Please update the lines from the one holding "Detect blue shorts" through the end, inclusive, by changing "raised hand" to "waving hand" and leaving everything else as it is. Give back only those lines.

------------------------

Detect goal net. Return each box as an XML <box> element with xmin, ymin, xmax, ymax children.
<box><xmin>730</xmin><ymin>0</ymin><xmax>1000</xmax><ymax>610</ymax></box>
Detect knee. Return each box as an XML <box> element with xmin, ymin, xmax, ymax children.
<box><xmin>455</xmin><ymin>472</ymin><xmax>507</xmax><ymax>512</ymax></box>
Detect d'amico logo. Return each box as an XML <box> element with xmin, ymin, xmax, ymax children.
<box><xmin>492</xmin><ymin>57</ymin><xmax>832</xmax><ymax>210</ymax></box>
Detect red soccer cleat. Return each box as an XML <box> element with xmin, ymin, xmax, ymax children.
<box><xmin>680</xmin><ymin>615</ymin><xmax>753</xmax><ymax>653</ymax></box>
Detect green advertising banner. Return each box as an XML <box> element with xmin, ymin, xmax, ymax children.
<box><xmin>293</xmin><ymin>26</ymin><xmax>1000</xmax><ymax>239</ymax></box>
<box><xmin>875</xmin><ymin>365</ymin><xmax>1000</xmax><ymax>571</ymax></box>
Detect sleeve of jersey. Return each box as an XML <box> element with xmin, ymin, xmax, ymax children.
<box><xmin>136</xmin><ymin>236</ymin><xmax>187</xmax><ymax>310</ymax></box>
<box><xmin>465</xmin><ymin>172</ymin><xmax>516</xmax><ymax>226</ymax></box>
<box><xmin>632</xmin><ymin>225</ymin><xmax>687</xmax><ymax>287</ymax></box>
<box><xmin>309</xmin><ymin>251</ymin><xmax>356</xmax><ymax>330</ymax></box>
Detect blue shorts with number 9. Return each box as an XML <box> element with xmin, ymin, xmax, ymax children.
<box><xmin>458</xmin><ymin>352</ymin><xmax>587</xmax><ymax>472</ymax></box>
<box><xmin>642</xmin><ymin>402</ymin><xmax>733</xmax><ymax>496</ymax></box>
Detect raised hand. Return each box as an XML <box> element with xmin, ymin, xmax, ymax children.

------------------------

THE ANSWER
Detect blue shorts with number 9. Return each box as an XML <box> element with xmin, ymin, xmax, ymax children.
<box><xmin>458</xmin><ymin>352</ymin><xmax>587</xmax><ymax>472</ymax></box>
<box><xmin>642</xmin><ymin>402</ymin><xmax>733</xmax><ymax>496</ymax></box>
Detect waving hand. Return each box as an XML <box> element with xmin, ymin, xmax, ymax children.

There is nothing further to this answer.